# Instrução dada 1
Resuma o acórdão em duas frases.
# Instrução dada 2
Transcreva do acórdão, sem qualquer alteração, o trecho que vai de "Juntou cheque visado" até "do resultado deste.".

# Texto

━━━━━━━━━━

Acórdão do Tribunal da Relação de
Évora
Processo:
4477/13.6TBPTM-B.E1
Relator: FRANCISCO MATOS
Descritores: VENDA EXECUTIVA
DIREITO DE PREFERÊNCIA
DEPÓSITO DO PREÇO
Data do Acordão: 07/11/2019
Votação: UNANIMIDADE
Texto Integral: S
Sumário: O depósito da totalidade de preço não é condição do exercício do direito de preferência na venda em leilão electrónico, condição do exercício deste direito é a apresentação, como caução, dum cheque visado, à ordem do agente de execução, no montante correspondente a 5% do valor anunciado para a venda.
Decisão Texto Integral: Proc. nº 4477/13.6TBPTM-B.E1


Acordam na 2ª secção cível do Tribunal da Relação de Évora:

I. Relatório.
1. (…), solteira, maior, residente na Rua (…), nº 14, Sitio da (…), (…), Alvor, na qualidade de arrendatária do prédio urbano sito em (…), Rua (…), nº 1, inscrito na matriz predial urbana da freguesia de Alvor sob o nº (…) e descrito na Conservatória do Registo Predial de Portimão sob nº (…)/20010601, objeto de venda em leilão eletrónico, na execução com processo sumário em que é exequente Banque (…), Sucursal em Portugal e executado (…), veio requer: (i) a sua admissão nos autos como interessada, na qualidade de arrendatária e preferente na venda, (ii) que seja considerada nula a sua citação para exercer o direito de preferência, por manifesta insuficiência de endereço, (iii) que seja considerada nula a venda judicial e, caso assim não se entenda, (iv) seja admitida a exercer o direito de preferência, devendo o agente de execução dar cumprimento à notificação para a mesma depositar o remanescente do preço, bem como para dar cumprimento às obrigações fiscais inerentes à transação, no prazo legal.

Juntou cheque visado à ordem do Sr. agente de execução, no montante de € 6.618,26.

2. Seguiu-se o seguinte despacho:

“Ao contrário do pretendido pela Requerente, na qualidade de arrendatária do imóvel arrematado em leilão eletrónico, a mesma foi devidamente notificada quer da colocação do imóvel em leilão, quer do resultado deste.

Assim o confirmam os documentos apresentados pelo Sr. Agente de Execução cartas de fls. 432 e 436.

━━━━━━━━━━

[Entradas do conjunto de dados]
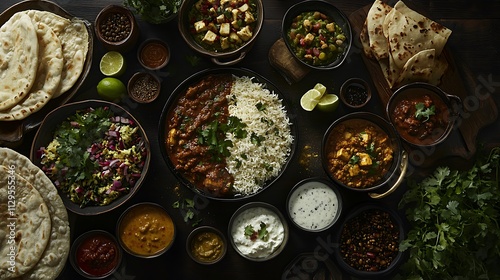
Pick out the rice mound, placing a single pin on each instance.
(253, 162)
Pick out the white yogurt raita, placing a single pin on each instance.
(257, 248)
(313, 206)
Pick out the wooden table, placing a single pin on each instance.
(474, 44)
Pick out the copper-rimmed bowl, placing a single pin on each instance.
(428, 130)
(327, 9)
(223, 58)
(128, 27)
(358, 173)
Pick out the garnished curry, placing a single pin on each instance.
(359, 153)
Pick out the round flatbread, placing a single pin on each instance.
(24, 227)
(18, 59)
(48, 76)
(56, 252)
(74, 41)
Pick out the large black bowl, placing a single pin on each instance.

━━━━━━━━━━

# Resultado 1
O acórdão do Tribunal da Relação de Évora, de 07/11/2019 e votado por unanimidade, estabelece que o exercício do direito de preferência na venda em leilão eletrónico não depende do depósito da totalidade do preço, mas da apresentação, como caução, de um cheque visado à ordem do agente de execução, no montante de 5% do valor anunciado para a venda. No caso, a arrendatária do prédio vendido pediu a nulidade da sua citação e da venda judicial ou, em alternativa, a admissão a exercer a preferência, mas o despacho seguinte considerou que ela foi devidamente notificada tanto da colocação do imóvel em leilão como do resultado deste.

# Resultado 2
Juntou cheque visado à ordem do Sr. agente de execução, no montante de € 6.618,26.

2. Seguiu-se o seguinte despacho:

“Ao contrário do pretendido pela Requerente, na qualidade de arrendatária do imóvel arrematado em leilão eletrónico, a mesma foi devidamente notificada quer da colocação do imóvel em leilão, quer do resultado deste.